• _Tekstfragment_:
++++++++++
In 1985 wordt bankier Léon Finné in Overijse vermoord teruggevonden tijdens de ‘hold-up’ van het warenhuis Delhaize door de Bende van Nijvel.
Finné is een raadselachtige figuur, maar was zeker betrokken bij Cepic en volgens een bron kwam een deel van de financiering van de Cepic zelfs uit Congo. Cepic (Centre Politique des Indépendants et Cadres Chrétiens) was een drukkingsgroep in de christendemocratische partij PSC en het politieke vehikel waarmee vooral Paul Vanden Boeynants (VDB) een tegengewicht wilde vormen voor de invloed van de christelijke vakbond in de partij.
In 1977 was er zelfs een hoogoplopend conflict tussen VDB en het hoofd van de Staatsveiligheid Albert Raes, omdat de laatste de eerste niet had ingelicht over huurlingen die clandestien vanuit Luik naar Congo waren vertrokken.
De bron: 'Ik weet dat Léon Finné betrokken was bij de geldcircuits van de Cepic vanuit Congo.' Finné werd in 1982 wegens malversaties uit de Banque Copine gezet en werkte naderhand nog als 'valiezendrager', die geld vanuit Congo naar Europa smokkelde en het op rekeningen bij een Luxemburgse bank ging plaatsen.
In het gerechtelijk dossier rond de vermeende zelfmoord van Paul Latinus, leider van de ondergrondse extreem-rechtse beweging Westland New Post (WNP), wordt zelfs gewag gemaakt van 'een dossier-Congo'. Tijdens een ondervraging gaf WNP-militant Marcel Barbier, veroordeeld wegens dubbele moord, te kennen dat Paul Latinus een dossier over Congo aan een Libanese agent van de Libanese falangisten had overgemaakt.
Nergens in het dossier-Latinus staat gespecificeerd waarover dat 'dossier-Congo' precies zou gaan. Vraag is of er misschien een link mag worden gelegd met het dossier aangaande ‘een op til zijnde staatsgreep’ waarover Léon Finné het in 1980 tegenover rijkswachtcommandant Herman Vernaillen had.
Het is altijd algemeen aangenomen dat het om een staatsgreep in België ging. Een jarenlange tipgever van verschillende binnen- en buitenlandse inlichtingen- en politiediensten is hierover tegenover twee journalisten van De Tijd in 1997 formeel: 'Het ging helemaal niet om een staatsgreep in België. Het ging om een staatsgreep in Congo.'
De tipgever ging in zijn verhaal over de staatsgreep in Congo nog een stap verder. Volgens hem moeten ook de occulte activiteiten van de (opgeheven) geheime, extreem-rechtse Groep G in de rijkswacht gezien worden in het licht van Congo.
++++++++++
• _Materiaal_:

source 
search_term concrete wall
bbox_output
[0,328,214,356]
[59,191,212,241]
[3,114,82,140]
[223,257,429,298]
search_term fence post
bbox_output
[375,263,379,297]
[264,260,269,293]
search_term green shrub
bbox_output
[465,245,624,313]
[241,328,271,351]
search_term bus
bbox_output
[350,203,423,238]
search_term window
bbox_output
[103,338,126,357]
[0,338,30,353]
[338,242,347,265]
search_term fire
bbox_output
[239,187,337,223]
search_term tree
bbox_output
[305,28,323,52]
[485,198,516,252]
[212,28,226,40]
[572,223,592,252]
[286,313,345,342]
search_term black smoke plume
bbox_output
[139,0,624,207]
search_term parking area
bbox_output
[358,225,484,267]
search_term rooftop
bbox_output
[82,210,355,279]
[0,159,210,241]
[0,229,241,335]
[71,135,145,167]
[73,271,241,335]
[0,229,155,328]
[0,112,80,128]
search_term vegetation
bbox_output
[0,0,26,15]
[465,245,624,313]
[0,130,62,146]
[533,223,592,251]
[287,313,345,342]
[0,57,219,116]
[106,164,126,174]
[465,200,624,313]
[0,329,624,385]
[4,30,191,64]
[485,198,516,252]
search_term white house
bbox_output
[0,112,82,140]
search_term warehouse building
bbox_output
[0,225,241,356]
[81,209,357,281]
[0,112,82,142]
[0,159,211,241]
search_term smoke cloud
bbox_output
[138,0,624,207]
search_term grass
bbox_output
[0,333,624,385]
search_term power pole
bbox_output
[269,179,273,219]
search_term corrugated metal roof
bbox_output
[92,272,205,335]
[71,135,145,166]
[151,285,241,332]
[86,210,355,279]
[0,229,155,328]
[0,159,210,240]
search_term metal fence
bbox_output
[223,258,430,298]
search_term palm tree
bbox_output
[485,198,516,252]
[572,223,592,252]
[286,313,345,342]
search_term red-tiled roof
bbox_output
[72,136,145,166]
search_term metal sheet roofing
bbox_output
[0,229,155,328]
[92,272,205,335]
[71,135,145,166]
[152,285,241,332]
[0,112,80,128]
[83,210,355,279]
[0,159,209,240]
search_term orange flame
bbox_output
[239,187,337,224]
++++++++++
• _Opdracht_:
Neem uit de tekst over Léon Finné het stuk van "In 1985 wordt" tot en met "in de partij." over, en vervang daarin "warenhuis" door "supermarkt".

• _Jouw oplossing_:
In 1985 wordt bankier Léon Finné in Overijse vermoord teruggevonden tijdens de ‘hold-up’ van het supermarkt Delhaize door de Bende van Nijvel.
Finné is een raadselachtige figuur, maar was zeker betrokken bij Cepic en volgens een bron kwam een deel van de financiering van de Cepic zelfs uit Congo. Cepic (Centre Politique des Indépendants et Cadres Chrétiens) was een drukkingsgroep in de christendemocratische partij PSC en het politieke vehikel waarmee vooral Paul Vanden Boeynants (VDB) een tegengewicht wilde vormen voor de invloed van de christelijke vakbond in de partij.